Work instruction> In the cornea transplant text below, translate this sentence into Spanish: "He admitted it may not work better."
━━━━━ Source extract
The other option would be for him to perform a new partial thickness stromal transplant on the eye. This was the option he recommended. He admitted it may not work better. If the issue was with the donor cornea (which apparently cannot really be tested while it is in my eye) then it would fix the problem. If it was because somehow the donor tissue and my tissue did not join properly there was a good chance it would not happen again. If the issue was with my tissue around the donar cornea changing shape...well lit would probably continue to the same after the operation. I imagine there are other possibilities as well but they are the only ones discussed.

bleh so I'm not very happy about this. I have bunch of questions to ask him. I've started some allergy desensitisation which will probably take several months - should I finish this before the operation. I noticed this year my eye (probably because of allergy) was much worse around january - should the operation by then NOT done in december like the last two? Last time I found wearing a soft contact lens greatly reduced pain - given it turns out inflammation can lead to issues with healing should I preventively wear the contact lens?

I'm going to have to ask my optomitrist if he thinks there is a trend for the changes to my eye decreasing and what he thinks about having the operation again. I'm wondering about getting a second opinion though I am not sure from who given Dr Maloof is supposed to be a leader in this type of operation.

I do remember on my first checkup maybe two weeks after the operation talking to another pateint who was doing much better then me...is that cause operations disagree with me or just this one.

He says he would be happy to do the operation under a local anaesthetic if I thought I would be ok with that. hmmm.
━━━━━━━━━━
━━━━━ Given information
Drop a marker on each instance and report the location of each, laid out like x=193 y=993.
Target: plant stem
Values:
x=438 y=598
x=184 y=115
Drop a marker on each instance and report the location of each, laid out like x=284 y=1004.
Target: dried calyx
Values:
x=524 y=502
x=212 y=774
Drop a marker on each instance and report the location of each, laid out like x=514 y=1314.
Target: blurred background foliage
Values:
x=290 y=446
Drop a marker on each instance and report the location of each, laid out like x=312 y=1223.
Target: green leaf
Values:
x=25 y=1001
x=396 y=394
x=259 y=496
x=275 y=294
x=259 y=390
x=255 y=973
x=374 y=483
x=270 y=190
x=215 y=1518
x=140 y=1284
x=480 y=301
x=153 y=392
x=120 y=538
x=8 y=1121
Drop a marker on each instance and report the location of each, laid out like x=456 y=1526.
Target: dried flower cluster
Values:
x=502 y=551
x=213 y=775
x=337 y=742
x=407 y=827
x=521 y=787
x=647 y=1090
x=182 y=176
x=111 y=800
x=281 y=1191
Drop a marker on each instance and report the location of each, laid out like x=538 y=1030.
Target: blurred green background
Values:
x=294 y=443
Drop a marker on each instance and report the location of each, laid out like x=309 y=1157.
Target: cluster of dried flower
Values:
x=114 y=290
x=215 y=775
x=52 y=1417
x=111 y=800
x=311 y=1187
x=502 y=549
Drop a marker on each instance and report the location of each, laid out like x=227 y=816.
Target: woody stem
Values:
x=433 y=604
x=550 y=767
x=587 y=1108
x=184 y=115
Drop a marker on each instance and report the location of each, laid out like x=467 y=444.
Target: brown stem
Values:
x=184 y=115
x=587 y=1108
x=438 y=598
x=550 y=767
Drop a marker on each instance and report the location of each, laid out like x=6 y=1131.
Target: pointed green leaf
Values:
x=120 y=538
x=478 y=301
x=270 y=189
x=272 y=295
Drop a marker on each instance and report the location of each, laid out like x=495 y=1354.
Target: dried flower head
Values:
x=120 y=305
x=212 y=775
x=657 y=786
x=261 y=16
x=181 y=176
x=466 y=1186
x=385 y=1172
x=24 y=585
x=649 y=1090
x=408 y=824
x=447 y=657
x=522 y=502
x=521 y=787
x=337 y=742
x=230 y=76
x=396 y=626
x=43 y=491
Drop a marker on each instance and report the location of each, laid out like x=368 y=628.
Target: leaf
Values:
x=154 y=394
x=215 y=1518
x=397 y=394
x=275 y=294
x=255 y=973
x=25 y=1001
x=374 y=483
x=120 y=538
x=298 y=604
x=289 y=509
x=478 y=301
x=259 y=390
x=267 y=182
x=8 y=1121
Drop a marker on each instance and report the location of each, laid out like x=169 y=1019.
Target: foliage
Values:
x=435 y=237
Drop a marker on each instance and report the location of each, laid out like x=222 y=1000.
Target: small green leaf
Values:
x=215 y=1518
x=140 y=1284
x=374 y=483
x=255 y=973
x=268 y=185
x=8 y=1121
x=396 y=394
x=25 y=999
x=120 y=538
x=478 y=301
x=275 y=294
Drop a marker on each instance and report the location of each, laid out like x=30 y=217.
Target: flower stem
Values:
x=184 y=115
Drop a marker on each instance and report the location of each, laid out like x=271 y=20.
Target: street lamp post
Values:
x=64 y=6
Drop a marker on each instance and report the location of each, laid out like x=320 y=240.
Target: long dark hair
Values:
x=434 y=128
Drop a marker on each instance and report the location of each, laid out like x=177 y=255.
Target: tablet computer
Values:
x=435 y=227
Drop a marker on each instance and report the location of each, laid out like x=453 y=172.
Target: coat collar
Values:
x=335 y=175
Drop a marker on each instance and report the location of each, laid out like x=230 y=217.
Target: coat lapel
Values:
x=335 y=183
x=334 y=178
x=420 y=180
━━━━━━━━━━
Solved exercise> Admitió que podría no funcionar mejor.